▶ **Aim of the exercise**:
Reproduce the records below word for word, including every line of text and every marker. Omit the pictures from your answer.

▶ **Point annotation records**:
★ ★ ★ ★ ★
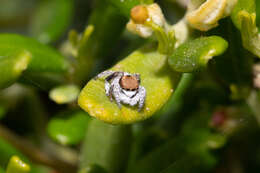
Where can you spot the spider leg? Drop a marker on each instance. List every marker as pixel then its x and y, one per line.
pixel 118 101
pixel 142 96
pixel 104 73
pixel 137 75
pixel 107 87
pixel 110 94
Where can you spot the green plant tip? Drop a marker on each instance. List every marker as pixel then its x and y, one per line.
pixel 194 55
pixel 17 166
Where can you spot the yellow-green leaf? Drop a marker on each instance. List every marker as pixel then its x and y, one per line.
pixel 157 78
pixel 64 94
pixel 11 67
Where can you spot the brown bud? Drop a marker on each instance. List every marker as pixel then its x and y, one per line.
pixel 139 14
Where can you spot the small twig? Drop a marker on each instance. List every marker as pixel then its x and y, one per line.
pixel 34 154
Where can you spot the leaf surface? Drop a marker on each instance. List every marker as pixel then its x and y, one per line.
pixel 156 77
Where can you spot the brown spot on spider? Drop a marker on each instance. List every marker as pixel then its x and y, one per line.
pixel 129 83
pixel 139 14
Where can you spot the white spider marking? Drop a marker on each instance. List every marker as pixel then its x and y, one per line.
pixel 114 90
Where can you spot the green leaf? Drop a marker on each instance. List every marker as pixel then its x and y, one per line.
pixel 156 77
pixel 106 145
pixel 7 151
pixel 64 94
pixel 44 58
pixel 2 111
pixel 12 66
pixel 16 165
pixel 68 128
pixel 242 5
pixel 93 168
pixel 44 25
pixel 194 55
pixel 244 18
pixel 249 32
pixel 99 44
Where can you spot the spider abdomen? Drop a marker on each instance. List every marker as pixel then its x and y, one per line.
pixel 129 83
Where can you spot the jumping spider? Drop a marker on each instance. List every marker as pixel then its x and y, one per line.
pixel 124 87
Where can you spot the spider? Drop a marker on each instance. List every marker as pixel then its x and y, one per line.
pixel 124 87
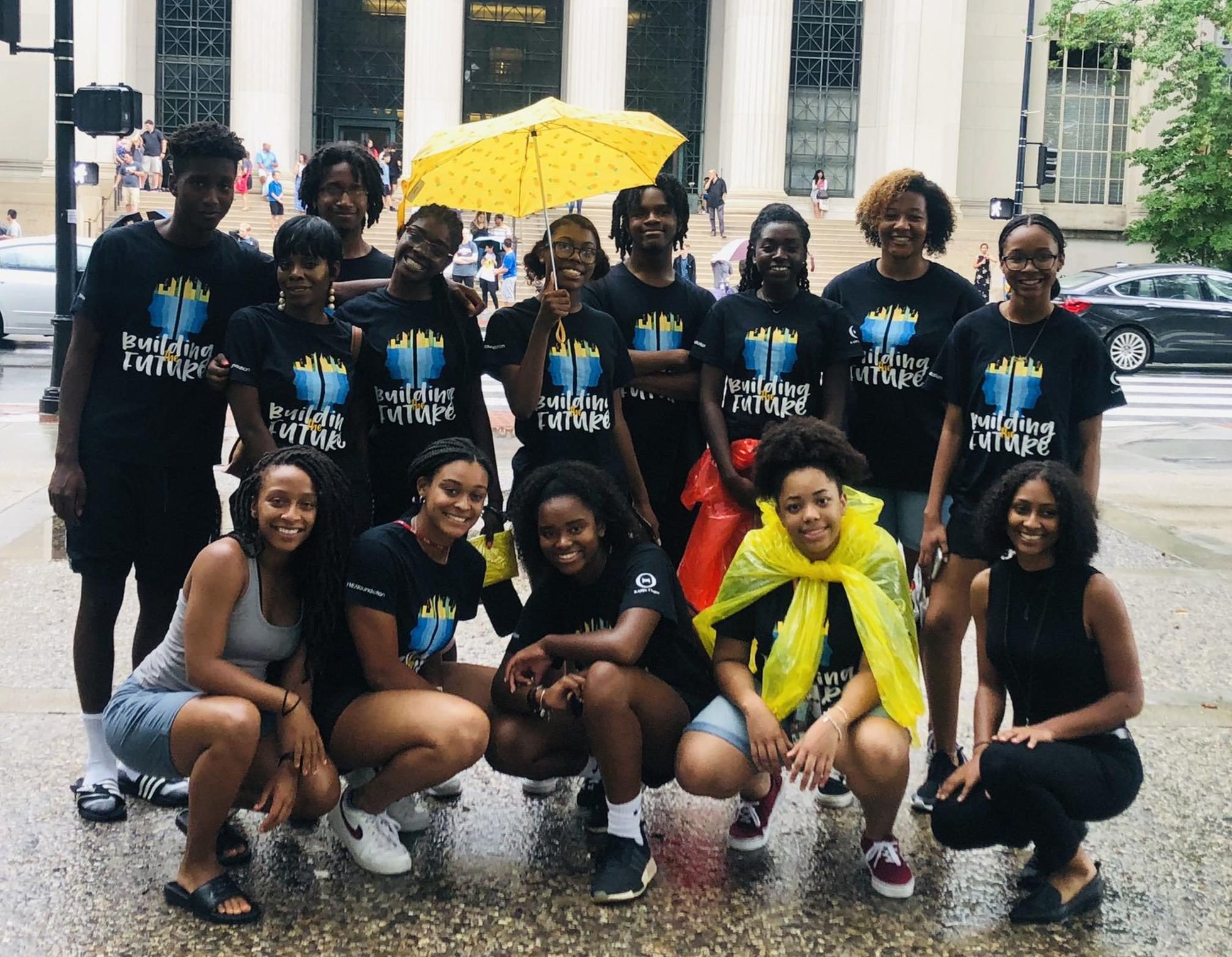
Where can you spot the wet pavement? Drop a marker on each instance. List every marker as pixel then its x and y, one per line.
pixel 502 874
★ ★ ★ ★ ★
▶ **Answer in full**:
Where can you spot the spider leg? Drop a marker on each instance. List every marker as pixel then its x and y, one per line.
pixel 118 101
pixel 142 96
pixel 104 73
pixel 137 75
pixel 107 87
pixel 110 94
Where can you spot the green plant tip? Drop a marker on each instance. List every marker as pixel then its x and y, one per line.
pixel 194 55
pixel 17 166
Where can you spot the yellow-green leaf? Drop a marker on each instance. List every marker as pixel then its x and y, one per line.
pixel 157 78
pixel 64 94
pixel 11 67
Where can you spot the brown bud? Drop a marker on each instance. List every marker as pixel then its x and y, one per line.
pixel 139 14
Where can you spot the small twig? Drop a marker on each instance. List every marker as pixel then its x and y, one per line.
pixel 34 154
Where can you spot the leaf surface? Drop a marker on each instance. List every marker as pixel then its x and y, one per line.
pixel 156 77
Where can you spot the brown spot on spider? Drop a marker on each instance. List every marker as pixel then its x and y, one per line.
pixel 129 83
pixel 139 14
Where can you spot the white spider marking? Drop a marker on each instance. List every marker as pixel then its x and y, one per line.
pixel 114 90
Where can you spot the green leaf? Drop a marker on each instance. List every marker as pixel then its x and y, one per line.
pixel 156 77
pixel 106 145
pixel 7 151
pixel 64 94
pixel 44 58
pixel 2 111
pixel 12 66
pixel 16 165
pixel 68 128
pixel 242 5
pixel 93 168
pixel 44 25
pixel 194 55
pixel 244 18
pixel 249 32
pixel 99 44
Where can you spot the spider abdomen? Drop a marker on each instance. List every marker as pixel then its x and y, one per line.
pixel 129 83
Where can you spot the jumping spider? Drop a marker on each instance. List every marker as pixel then its x and y, one per line.
pixel 124 87
Where can you spot the spider? Drop a marker on each instance. List every marker as pixel then its x and y, one per line.
pixel 124 87
Where can you spot the wet pavement? Drop a marker on each instance. List every marker as pixel then its x and y, one per line.
pixel 502 874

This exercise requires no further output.